Action item>
Rewrite the lines of the records starting at the line containing "You are asked" and ending at the line containing "box: [0, 29, 640, 135]", changing every "rough mask" to "coarse mask" and leaving everything else untouched. Return only those lines.

Records for processing>
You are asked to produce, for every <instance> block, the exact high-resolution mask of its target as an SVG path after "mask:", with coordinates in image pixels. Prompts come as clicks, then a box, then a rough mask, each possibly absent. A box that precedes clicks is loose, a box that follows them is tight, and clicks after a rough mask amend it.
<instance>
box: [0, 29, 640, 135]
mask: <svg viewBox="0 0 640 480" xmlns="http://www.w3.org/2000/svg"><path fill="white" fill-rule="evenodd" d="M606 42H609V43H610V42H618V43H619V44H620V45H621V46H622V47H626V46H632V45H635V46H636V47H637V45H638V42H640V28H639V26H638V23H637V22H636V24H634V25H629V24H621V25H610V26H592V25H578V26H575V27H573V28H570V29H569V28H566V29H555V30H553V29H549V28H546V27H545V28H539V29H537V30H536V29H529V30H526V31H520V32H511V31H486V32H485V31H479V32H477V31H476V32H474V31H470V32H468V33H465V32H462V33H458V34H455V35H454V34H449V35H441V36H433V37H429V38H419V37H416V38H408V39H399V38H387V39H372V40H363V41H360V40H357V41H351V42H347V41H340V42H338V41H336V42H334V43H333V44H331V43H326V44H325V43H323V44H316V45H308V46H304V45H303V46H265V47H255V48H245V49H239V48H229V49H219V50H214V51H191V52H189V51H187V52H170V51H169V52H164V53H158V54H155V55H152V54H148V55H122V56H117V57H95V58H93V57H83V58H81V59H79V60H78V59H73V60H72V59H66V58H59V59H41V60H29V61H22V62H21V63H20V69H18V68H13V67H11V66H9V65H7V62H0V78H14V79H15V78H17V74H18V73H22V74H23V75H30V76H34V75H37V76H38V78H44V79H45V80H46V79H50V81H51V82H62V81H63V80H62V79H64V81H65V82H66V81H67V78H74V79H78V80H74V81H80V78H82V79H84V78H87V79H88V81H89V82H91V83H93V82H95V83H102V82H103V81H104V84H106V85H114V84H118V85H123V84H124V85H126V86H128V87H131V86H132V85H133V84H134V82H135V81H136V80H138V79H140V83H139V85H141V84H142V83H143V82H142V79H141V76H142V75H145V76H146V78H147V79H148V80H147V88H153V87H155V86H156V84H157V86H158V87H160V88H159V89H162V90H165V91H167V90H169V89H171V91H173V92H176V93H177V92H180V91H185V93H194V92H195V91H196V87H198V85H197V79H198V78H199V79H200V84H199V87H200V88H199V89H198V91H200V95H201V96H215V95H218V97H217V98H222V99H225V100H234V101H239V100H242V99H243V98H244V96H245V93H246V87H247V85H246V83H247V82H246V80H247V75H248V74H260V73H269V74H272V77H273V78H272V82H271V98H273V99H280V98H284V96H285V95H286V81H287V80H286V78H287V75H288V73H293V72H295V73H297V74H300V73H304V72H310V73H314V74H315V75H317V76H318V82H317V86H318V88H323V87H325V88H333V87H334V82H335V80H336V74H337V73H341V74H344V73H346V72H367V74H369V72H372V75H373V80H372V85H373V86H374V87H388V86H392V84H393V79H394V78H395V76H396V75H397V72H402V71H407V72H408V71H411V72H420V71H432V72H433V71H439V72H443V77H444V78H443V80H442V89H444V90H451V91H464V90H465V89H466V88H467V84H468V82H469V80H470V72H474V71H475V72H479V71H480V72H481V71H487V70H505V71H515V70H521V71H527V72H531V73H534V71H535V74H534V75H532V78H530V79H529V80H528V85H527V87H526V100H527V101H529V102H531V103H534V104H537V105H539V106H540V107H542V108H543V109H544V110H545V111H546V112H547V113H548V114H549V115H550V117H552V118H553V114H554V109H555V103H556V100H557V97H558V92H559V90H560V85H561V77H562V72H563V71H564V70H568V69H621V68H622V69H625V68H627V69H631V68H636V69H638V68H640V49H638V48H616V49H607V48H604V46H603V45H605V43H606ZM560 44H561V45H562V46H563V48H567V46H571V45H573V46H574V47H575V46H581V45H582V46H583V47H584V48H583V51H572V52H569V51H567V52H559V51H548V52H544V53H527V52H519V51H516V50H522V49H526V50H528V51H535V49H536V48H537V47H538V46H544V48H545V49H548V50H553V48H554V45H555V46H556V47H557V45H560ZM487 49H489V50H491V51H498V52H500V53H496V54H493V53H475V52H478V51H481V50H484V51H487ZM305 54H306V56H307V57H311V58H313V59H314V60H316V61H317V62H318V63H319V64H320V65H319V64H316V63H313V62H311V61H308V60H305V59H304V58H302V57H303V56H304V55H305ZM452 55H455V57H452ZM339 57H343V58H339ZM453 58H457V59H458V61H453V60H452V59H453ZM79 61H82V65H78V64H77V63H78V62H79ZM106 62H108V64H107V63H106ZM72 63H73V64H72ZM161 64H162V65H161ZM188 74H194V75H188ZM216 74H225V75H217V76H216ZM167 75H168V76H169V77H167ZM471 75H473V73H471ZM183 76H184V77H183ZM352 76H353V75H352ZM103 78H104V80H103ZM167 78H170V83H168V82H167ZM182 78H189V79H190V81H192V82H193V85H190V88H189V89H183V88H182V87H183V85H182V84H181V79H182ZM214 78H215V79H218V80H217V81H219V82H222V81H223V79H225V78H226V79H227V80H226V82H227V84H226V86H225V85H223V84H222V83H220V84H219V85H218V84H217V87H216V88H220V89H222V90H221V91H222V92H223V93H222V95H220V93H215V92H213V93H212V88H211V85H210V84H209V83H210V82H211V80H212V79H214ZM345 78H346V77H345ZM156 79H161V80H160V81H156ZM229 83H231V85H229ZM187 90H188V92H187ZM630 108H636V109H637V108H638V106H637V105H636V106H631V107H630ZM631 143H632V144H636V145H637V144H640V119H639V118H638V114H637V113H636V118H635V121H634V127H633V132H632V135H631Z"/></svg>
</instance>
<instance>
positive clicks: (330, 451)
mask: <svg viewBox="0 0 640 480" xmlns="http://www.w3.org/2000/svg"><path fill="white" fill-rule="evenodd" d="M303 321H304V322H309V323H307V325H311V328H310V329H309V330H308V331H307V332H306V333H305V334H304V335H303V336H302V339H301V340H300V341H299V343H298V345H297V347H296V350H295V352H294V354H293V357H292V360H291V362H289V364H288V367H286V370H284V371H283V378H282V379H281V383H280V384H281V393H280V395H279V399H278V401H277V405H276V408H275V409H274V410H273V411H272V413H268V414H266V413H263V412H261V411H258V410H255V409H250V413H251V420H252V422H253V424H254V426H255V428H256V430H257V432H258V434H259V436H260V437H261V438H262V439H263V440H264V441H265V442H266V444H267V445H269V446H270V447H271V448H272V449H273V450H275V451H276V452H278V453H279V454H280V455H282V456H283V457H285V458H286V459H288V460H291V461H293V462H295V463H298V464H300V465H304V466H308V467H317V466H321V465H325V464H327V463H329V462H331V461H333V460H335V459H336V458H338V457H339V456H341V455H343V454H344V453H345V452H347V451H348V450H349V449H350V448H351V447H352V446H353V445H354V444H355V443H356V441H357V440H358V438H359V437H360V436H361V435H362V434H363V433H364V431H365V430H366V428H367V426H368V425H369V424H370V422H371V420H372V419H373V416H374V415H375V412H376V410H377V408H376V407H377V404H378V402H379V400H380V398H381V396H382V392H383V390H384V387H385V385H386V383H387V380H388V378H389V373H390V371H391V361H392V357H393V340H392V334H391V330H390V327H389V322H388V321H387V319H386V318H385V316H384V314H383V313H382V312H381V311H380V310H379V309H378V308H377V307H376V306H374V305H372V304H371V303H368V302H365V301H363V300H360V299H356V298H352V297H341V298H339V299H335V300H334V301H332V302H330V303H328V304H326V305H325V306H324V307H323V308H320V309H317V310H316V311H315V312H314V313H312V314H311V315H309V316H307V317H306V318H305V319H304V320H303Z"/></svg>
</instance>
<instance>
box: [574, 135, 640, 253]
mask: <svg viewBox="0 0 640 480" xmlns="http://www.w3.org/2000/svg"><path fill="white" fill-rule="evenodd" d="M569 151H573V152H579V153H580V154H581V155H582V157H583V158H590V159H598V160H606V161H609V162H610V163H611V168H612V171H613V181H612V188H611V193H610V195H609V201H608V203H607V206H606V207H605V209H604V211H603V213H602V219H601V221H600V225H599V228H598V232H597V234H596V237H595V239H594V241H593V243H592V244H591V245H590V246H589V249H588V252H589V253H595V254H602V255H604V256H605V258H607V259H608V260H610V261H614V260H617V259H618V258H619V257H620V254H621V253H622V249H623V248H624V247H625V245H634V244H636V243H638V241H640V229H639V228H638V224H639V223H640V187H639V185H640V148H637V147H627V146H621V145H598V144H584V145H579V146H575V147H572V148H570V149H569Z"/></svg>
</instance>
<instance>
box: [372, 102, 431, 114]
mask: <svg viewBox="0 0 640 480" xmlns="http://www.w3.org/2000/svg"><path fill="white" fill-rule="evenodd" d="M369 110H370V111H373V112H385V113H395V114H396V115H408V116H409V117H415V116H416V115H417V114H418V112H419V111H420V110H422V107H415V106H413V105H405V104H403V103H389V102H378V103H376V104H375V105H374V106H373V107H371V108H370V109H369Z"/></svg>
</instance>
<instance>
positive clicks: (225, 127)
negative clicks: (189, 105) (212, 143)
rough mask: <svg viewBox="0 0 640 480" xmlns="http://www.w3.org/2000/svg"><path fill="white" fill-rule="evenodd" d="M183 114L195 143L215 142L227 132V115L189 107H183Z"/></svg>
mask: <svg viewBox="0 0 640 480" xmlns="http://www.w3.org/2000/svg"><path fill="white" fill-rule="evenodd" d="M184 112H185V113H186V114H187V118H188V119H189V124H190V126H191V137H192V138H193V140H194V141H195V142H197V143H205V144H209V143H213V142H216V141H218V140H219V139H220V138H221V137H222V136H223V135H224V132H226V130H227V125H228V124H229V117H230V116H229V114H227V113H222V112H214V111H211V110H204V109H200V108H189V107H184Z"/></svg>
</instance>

---

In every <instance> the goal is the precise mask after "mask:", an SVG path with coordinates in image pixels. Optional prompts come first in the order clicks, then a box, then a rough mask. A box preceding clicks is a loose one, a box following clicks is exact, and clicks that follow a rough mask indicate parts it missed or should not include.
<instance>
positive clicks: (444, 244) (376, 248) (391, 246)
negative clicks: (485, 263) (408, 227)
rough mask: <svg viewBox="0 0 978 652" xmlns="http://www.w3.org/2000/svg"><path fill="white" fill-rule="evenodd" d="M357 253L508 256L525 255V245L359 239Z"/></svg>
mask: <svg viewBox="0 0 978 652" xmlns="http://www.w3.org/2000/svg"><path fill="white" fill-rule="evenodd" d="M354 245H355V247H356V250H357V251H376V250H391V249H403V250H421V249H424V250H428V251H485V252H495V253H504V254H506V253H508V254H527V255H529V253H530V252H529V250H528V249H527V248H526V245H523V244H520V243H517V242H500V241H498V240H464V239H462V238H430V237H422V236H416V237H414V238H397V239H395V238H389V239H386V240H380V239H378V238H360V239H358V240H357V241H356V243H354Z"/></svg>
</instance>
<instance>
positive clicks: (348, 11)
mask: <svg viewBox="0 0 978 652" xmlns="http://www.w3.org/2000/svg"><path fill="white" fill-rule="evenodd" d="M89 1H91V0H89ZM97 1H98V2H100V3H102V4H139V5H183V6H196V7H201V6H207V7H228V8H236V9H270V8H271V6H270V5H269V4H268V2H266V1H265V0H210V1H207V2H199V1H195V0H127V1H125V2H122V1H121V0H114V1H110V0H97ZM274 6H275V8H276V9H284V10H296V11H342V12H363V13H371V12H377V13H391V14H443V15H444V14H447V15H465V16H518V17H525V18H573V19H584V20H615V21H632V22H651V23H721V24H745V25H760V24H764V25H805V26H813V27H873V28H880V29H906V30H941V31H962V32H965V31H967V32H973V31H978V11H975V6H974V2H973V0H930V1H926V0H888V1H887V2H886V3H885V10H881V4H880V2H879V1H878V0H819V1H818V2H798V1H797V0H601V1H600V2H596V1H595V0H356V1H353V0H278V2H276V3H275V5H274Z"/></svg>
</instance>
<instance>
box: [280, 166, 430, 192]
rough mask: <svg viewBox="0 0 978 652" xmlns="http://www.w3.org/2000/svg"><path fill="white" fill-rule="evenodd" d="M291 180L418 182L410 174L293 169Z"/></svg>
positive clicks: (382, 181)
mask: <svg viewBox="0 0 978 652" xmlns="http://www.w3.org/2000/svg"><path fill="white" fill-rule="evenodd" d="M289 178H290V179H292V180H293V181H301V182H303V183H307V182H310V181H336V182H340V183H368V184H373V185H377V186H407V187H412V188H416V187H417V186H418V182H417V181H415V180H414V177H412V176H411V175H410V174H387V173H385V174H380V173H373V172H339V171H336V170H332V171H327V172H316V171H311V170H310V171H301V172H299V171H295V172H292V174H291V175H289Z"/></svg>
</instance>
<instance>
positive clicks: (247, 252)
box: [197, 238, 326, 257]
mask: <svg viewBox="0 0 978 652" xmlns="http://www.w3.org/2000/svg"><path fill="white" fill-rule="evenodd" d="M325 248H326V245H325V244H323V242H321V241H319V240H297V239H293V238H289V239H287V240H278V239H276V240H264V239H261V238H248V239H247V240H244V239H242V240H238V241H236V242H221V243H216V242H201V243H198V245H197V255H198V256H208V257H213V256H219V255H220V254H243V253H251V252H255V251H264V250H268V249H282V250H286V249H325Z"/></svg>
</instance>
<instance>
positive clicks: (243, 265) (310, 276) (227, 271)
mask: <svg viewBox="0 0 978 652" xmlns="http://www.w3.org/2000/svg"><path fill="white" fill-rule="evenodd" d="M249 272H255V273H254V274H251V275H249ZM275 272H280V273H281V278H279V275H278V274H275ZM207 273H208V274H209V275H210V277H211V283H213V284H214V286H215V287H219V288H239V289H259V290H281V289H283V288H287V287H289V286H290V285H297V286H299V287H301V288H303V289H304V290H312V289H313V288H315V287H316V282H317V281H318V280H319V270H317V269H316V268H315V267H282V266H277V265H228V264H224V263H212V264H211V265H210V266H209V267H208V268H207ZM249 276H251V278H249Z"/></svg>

* * *

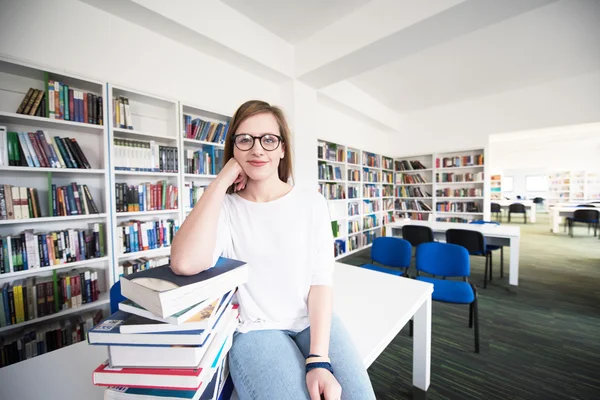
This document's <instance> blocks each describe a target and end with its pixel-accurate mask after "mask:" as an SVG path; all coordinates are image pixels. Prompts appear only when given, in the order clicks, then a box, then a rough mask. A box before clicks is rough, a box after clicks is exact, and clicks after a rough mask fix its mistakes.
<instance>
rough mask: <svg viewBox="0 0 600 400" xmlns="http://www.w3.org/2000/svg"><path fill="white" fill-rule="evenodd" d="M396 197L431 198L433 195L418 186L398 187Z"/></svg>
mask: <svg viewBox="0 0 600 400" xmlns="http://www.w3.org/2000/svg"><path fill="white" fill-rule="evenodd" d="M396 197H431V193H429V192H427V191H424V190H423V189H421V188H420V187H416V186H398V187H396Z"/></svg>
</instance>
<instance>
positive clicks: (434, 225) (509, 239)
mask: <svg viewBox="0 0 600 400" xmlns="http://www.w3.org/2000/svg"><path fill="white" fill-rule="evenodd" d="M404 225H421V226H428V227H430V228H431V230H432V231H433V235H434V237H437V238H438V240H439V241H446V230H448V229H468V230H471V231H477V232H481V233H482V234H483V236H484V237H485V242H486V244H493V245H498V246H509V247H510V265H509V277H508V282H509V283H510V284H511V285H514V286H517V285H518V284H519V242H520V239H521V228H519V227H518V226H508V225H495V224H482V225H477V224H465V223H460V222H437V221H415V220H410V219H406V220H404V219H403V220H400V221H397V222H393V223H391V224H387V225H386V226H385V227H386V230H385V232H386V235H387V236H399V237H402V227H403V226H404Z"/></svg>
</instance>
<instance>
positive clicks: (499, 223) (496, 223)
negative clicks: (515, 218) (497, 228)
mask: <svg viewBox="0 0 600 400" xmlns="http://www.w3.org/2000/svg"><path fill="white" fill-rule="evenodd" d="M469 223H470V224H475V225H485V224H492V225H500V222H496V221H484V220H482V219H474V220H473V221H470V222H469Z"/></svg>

Written response>
You are asked to produce, for every <instance> block, the exact high-resolution mask of its target as an SVG path after "mask:", with coordinates in image pixels. Prompts come as clicks, then a box, then a coarse mask, each possibly absent. A box that precedes clicks is loose, a box that follows them is tight, and clicks after a coarse mask amend it.
<instance>
box: [0, 29, 640, 135]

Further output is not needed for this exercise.